AIM OF THE EXERCISE
Can you set out the material below as a numbered list, one line per item, with the blank lines dropped?

====== INPUT RECORDS

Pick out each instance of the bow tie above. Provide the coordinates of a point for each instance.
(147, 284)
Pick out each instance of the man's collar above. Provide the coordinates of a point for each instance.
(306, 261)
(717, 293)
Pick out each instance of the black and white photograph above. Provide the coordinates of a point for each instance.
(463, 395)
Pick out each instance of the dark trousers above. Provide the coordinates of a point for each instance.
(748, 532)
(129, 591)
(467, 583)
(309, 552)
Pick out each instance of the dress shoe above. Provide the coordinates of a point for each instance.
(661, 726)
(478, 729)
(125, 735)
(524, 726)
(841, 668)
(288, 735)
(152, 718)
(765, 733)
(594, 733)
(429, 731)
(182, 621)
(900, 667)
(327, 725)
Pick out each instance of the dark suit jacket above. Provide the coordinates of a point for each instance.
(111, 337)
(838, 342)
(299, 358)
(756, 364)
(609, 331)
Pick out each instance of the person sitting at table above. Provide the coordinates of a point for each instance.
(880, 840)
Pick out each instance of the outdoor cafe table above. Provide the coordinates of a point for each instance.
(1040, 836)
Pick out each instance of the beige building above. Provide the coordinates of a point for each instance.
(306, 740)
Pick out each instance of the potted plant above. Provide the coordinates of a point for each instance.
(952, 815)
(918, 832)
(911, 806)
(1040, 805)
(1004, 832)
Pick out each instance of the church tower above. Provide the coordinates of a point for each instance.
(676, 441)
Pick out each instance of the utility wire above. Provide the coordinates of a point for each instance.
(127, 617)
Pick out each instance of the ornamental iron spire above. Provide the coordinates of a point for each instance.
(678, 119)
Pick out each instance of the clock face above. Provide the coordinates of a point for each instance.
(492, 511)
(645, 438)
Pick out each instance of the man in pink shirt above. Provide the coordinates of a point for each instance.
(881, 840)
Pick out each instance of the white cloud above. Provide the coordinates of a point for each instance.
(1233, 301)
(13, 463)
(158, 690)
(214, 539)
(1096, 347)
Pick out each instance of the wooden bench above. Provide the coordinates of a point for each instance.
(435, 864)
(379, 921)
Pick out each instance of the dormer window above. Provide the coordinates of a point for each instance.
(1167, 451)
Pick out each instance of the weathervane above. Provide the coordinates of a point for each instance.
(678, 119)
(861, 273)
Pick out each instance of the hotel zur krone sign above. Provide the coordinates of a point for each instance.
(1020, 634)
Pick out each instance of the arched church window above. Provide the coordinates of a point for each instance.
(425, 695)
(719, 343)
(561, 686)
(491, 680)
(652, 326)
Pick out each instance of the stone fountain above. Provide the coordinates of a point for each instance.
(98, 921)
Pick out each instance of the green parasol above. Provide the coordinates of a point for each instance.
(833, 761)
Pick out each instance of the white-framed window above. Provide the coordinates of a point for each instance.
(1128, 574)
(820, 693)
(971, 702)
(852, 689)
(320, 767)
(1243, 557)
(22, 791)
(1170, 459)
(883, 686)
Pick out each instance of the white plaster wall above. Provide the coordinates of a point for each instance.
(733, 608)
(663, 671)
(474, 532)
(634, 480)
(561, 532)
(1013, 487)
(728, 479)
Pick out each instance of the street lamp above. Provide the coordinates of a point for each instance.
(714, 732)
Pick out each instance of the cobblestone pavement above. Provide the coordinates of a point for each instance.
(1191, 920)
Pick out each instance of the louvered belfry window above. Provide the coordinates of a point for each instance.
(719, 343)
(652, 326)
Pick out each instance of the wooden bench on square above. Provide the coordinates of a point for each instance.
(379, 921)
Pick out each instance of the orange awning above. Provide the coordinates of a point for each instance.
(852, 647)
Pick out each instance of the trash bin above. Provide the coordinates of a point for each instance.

============

RESULT OF THE TASK
1. Pick out each instance of the bow tie above. Provide the coordinates of a point for each instance.
2. (147, 284)
3. Pick out each instance of the man's collar above. Provide the coordinates of a point for each instance.
4. (306, 261)
5. (717, 293)
6. Pick out each instance of the black and white photograph above. Provide the coordinates of a point for each instance.
7. (463, 395)
8. Pick out each instance of the dark trousers above. Provide the coordinates of a point for each instance.
9. (748, 532)
10. (129, 591)
11. (467, 583)
12. (309, 552)
13. Pick out each instance of the dress shoe above. Provide the coordinates of a point for each instance.
14. (661, 726)
15. (478, 729)
16. (125, 735)
17. (524, 726)
18. (841, 668)
19. (288, 735)
20. (152, 718)
21. (765, 733)
22. (594, 733)
23. (429, 731)
24. (182, 621)
25. (900, 667)
26. (327, 725)
27. Pick out each instance of the dark suit jacket above. Provide the coordinates of a point for each instance.
28. (111, 337)
29. (838, 342)
30. (299, 358)
31. (756, 364)
32. (609, 331)
33. Pick out each instance of the person sitting at table above. Provide the coordinates of a point for each instance.
34. (880, 840)
35. Pick out each instance of the outdoor cafe table above. Provide the coordinates of a point for each instance.
36. (1040, 836)
37. Pick out each instance of the beige building above. Provide the coordinates of a point for each instance.
38. (306, 740)
39. Pick out each instance of the potted plant above. Provide the coordinates of a point for each instance.
40. (952, 815)
41. (918, 832)
42. (911, 806)
43. (1040, 805)
44. (1004, 832)
45. Pick out each instance of the church tower above. Provide the coordinates of a point for each instance.
46. (676, 441)
47. Pick out each instance of the utility wire above. Provide the coordinates of a point for each instance.
48. (127, 617)
49. Pick out each instance of the ornamental iron spire above. Provide the coordinates of a point for each instance.
50. (678, 119)
51. Pick out each instance of the clock face above. Provide the coordinates of a point for each instance.
52. (492, 511)
53. (645, 438)
54. Pick out each instance of the man in pink shirt above. Provide the coordinates of a point for each instance.
55. (881, 840)
56. Pick out each instance of the white cloud above. Provide the coordinates of a point for each instance.
57. (1233, 301)
58. (13, 463)
59. (158, 690)
60. (214, 539)
61. (1096, 347)
62. Pick out each instance of the wooden bench above. Provide the coordinates of a point for each instance.
63. (435, 864)
64. (379, 921)
65. Pick out each instance of the dormer window above. Provide the coordinates of a point for each instance.
66. (1167, 451)
67. Pick out each instance of the weathervane above. Provide the coordinates of a point for each instance.
68. (678, 119)
69. (861, 273)
70. Pick out each instance of the hotel zur krone sign above. Provide the coordinates of a point for each instance.
71. (1020, 634)
72. Pick out each instance of the arched church window above. Provide the coordinates of a point for each instance.
73. (425, 695)
74. (719, 343)
75. (561, 686)
76. (491, 680)
77. (652, 326)
78. Pick out each instance of the stone fountain above. Provide the coordinates of a point for each instance.
79. (98, 921)
80. Pick out each instance of the green parasol above. Provide the coordinates of a point for each instance.
81. (833, 761)
82. Pick out each instance of the white-framed window above. Provide the coordinates of a point for each instance.
83. (1128, 574)
84. (820, 693)
85. (971, 702)
86. (852, 689)
87. (320, 767)
88. (1243, 557)
89. (22, 791)
90. (1170, 459)
91. (883, 686)
92. Pick out each instance of the white plaster wall above. Provide the coordinates of a point for each instance.
93. (733, 608)
94. (663, 671)
95. (474, 532)
96. (634, 480)
97. (561, 532)
98. (1013, 487)
99. (728, 479)
100. Pick out each instance of the street lamp above. Provide the coordinates of a point for each instance.
101. (714, 732)
102. Pick out each instance of the cobblestone pavement above. Provide the coordinates of a point for each instance.
103. (1191, 920)
104. Pick out each instance of the louvered belfry window above. Provide the coordinates of a point for each instance.
105. (719, 343)
106. (652, 326)
107. Pick out each instance of the wooden bench on square above. Provide the coordinates of a point for each instance.
108. (379, 921)
109. Pick out each instance of the orange awning above. Provide the coordinates of a point for each instance.
110. (852, 647)
111. Pick out each instance of the trash bin above. Provide the coordinates of a point for each instance.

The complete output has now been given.